• REQUIREMENTS:
Write out each entry again. Keep every word exactly as it is.

• SUPPLIED MATERIAL:
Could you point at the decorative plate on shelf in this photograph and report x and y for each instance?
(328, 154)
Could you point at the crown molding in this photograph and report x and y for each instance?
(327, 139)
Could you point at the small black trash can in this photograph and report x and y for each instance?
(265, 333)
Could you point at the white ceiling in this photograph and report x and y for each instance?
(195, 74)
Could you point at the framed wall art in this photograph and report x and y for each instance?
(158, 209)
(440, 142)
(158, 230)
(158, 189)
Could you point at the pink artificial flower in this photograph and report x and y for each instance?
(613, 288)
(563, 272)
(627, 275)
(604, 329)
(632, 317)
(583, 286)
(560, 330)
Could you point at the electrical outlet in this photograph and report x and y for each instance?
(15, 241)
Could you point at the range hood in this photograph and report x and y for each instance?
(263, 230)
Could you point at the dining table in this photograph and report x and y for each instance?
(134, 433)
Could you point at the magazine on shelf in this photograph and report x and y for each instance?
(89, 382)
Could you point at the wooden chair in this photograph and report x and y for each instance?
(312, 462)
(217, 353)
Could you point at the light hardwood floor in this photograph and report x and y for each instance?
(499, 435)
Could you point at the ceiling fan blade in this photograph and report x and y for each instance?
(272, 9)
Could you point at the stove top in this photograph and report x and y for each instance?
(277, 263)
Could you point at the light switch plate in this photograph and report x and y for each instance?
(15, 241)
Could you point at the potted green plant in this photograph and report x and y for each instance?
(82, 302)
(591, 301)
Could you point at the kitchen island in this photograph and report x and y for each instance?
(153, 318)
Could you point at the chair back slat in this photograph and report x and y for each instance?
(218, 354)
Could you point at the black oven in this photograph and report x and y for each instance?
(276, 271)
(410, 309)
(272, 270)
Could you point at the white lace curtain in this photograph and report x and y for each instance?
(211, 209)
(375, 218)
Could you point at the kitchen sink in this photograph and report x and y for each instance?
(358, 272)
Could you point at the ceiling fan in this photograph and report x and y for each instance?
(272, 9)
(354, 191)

• RIGHT ANSWER:
Could you point at the decorative plate on shelf in this photograph and report x and y for each instance?
(328, 154)
Could you point at the crown molding in this photograph and report x and y for each instance?
(327, 139)
Could you point at the small black trash can in this photograph and report x and y for each instance?
(265, 333)
Could you point at the white ceiling in this photograph and report x and y for each instance?
(195, 74)
Could you point at the framed wall art in this photograph and report x and y for each instance?
(158, 209)
(440, 142)
(158, 230)
(158, 189)
Could you point at the pink artificial flower in this photograph and report x and y for each instance?
(613, 288)
(563, 272)
(627, 275)
(604, 329)
(632, 317)
(583, 286)
(560, 330)
Could you point at the electrical outlet in this photograph and report x and y for each instance?
(15, 241)
Could you point at the range hood in this photograph and report x and y for each instance?
(263, 230)
Could you point at the dining table in this photograph and report x and y for each instance?
(134, 433)
Could you point at the magazine on shelf in this photograph and report x and y for each instance?
(89, 382)
Could you point at the wooden chair in this photograph and report x and y for each instance?
(312, 462)
(217, 353)
Could you point at the light hardwood floor in this photograph and report x and y for each instance?
(499, 435)
Could you point at the ceiling fan blade in this photograph and report x and y for each instance?
(272, 9)
Could you point at the stove top in this photograph and report x and y for each instance?
(277, 263)
Could you point at the light switch plate in this photograph and report x and y for each instance?
(15, 241)
Could you point at the potted green plant in this photograph and report x and y for each instance?
(82, 302)
(591, 301)
Could you point at the kitchen island in this photograph and report x and y for each instance?
(153, 318)
Could you point at the chair back slat in this photograph and report x and y for each instance?
(218, 354)
Could you point at the black oven in this photograph and report x and y for each instance?
(276, 271)
(410, 309)
(272, 270)
Could you point at the white lace curtain in this photograph and report x and y for each instance?
(211, 209)
(375, 218)
Could you point at the kitchen sink in this photograph and report x and y for each instance?
(358, 272)
Could you point at the ceiling fan in this photograph and report x and y for each instance?
(272, 9)
(354, 191)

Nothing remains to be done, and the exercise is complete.